-- Texte --

Un double risque pour le Front populaire
Est-ce qu’un gouvernement Front populaire pourrait réduire le risque que le RN arrive au pouvoir en 27 ? Par Françoise Longy (*)
Glucksman nous dit, sur France Inter , qu’il faut voter Front populaire dès le 1er tour, même si c’est la mort dans l’âme, car il faut éviter à tout prix un gouvernement RN. Mais il n’y a pas un seul risque, il y en a deux : Bardella, Premier ministre en 2024, Marine Le Pen présidente de la République en 2027. Deux événements probables au regard de la situation actuelle, mais dont le second est bien plus inquiétant que le premier. La cohabitation impose des limites et elle vous met sur un siège éjectable (l’Assemblée peut être dissoute à nouveau d’ici un an). En revanche, une présidence RN en 2027 signifierait sans doute cinq ans de pleins pouvoirs pour le RN.
Est-ce qu’un gouvernement Front populaire pourrait réduire le risque que le RN arrive au pouvoir en 2027 ? Sans doute, si ce gouvernement pouvait faire une politique qui ne déçoive pas fortement ses électeurs. Le problème est que LFI a promis monts et merveilles à ces derniers. Or, en raison de notre dette élevée, nos marges de manœuvre sont faibles. La France ne pourra augmenter son endettement et voir sa crédibilité économique mise à mal sans être durement sanctionnée par les marchés. Le pacte de stabilité européen va dans le même sens. Bruno Le Maire affirme que le programme de l’union de gauche est sur le plan économique « un délire total ». A-t-il raison ? Oui, malheureusement.
Pas besoin, en effet, d’être économiste pour comprendre que lorsque Clémentine Autain prétend qu’il est « facile » de trouver 50 milliards d’euros par an, elle nous mène en bateau. Pour rappel, l’impôt sur la fortune rapportait, bon an mal an, 5 milliards d’euros. Le programme « liste de Noël » du Front populaire, qui reprend les promesses de LFI, est chiffré par Bercy à 287 milliards d’euros par an, soit trois fois ce que rapporte par an l’impôt sur le revenu. Même si Bercy exagère, on dépasse largement les 100 milliards estimés pour le programme du RN.

-- Données --
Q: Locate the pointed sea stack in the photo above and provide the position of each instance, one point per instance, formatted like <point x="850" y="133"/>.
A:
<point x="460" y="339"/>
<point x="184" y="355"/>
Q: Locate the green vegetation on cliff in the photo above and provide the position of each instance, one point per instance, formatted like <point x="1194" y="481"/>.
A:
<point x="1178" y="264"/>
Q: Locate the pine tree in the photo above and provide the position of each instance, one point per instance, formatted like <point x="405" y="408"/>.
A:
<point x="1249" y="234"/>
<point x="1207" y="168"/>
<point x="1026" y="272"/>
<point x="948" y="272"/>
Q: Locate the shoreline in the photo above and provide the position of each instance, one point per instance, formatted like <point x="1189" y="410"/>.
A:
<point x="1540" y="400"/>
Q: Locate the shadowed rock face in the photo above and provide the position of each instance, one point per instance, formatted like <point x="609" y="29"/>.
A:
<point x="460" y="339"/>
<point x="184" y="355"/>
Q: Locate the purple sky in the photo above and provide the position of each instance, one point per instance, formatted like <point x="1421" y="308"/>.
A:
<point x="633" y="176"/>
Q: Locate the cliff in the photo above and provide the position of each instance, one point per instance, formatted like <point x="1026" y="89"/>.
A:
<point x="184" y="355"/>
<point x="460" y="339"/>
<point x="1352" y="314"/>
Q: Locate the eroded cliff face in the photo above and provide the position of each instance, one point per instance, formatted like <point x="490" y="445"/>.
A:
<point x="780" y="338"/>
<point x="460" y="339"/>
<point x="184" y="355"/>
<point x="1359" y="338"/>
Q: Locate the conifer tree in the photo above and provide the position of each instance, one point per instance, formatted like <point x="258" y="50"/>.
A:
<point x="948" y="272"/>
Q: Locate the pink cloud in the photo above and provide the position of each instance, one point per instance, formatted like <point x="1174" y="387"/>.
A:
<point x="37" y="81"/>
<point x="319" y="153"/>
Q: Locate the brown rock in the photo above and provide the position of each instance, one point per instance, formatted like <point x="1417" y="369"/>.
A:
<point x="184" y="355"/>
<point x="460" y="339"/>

==

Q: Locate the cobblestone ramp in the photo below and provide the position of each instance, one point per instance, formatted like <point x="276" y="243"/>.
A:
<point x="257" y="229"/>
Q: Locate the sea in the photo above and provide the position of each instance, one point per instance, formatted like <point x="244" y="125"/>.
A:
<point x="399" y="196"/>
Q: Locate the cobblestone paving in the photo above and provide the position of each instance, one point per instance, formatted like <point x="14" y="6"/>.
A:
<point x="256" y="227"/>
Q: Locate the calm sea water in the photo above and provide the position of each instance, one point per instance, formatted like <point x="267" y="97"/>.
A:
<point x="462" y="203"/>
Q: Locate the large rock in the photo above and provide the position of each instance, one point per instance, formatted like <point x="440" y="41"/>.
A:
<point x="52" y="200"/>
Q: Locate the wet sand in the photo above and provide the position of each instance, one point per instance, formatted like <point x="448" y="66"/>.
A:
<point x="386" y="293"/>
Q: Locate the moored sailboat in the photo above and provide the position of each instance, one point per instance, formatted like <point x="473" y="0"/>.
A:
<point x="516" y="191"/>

-- Consignes --
[a] Transcrivez le passage du texte sur le Front populaire qui commence à « Glucksman nous dit, sur » et se termine à « pour le RN. ».
[b] Reprenez le texte sur le Front populaire à l'endroit où il s'arrête et poursuivez-le.
Les items ne jouent aucun rôle ici.

-- Réponses --
[a]
Glucksman nous dit, sur France Inter , qu’il faut voter Front populaire dès le 1er tour, même si c’est la mort dans l’âme, car il faut éviter à tout prix un gouvernement RN. Mais il n’y a pas un seul risque, il y en a deux : Bardella, Premier ministre en 2024, Marine Le Pen présidente de la République en 2027. Deux événements probables au regard de la situation actuelle, mais dont le second est bien plus inquiétant que le premier. La cohabitation impose des limites et elle vous met sur un siège éjectable (l’Assemblée peut être dissoute à nouveau d’ici un an). En revanche, une présidence RN en 2027 signifierait sans doute cinq ans de pleins pouvoirs pour le RN.

[b]
Or, Bardella a commencé à rétropédaler – plus question de retraite à 60 ou 62 ans – pour éviter de trop décevoir son électorat en ne mettant pas en œuvre ses promesses une fois au pouvoir. Des économistes lui ont sans doute expliqué que s’il cherchait à les tenir, il risquait de provoquer un chaos économique semblable à celui qui a obligé Liz Truss, la Première ministre britannique, à démissionner en 2022 après 49 jours au pouvoir. On ne s’oppose pas impunément aux marchés. Mais les marchés ne préoccupent pas le Front populaire, pas plus que le pacte de stabilité européen. Il part la fleur au fusil.
Et si la gauche n’est pas appelée à gouverner, une opposition menée par des leaders dont les outrances à l’Assemblée satureront l’espace médiatique et dont les fausses promesses continueront à alimenter des rêves complètement déconnectés de la réalité compromettra fortement les chances qu’émerge un projet politique alternatif crédible et désirable.
Ces considérations m’amènent à la conclusion suivante : pour le premier tour, voter pour les candidats du Front populaire qui sont sur la ligne de Carole Delga – pas de blanc-seing pour Mélenchon et refus de soutenir un gouvernement au programme LFIste – ou pour un socio-démocrate rejetant l’investiture Front populaire, comme Jérôme Guedj. Mais, face à un candidat LFIste, voter pour un macroniste.
(*) Françoise Longy, IHPST (Institut d’Histoire et de Philosophie des Sciences et des Techniques)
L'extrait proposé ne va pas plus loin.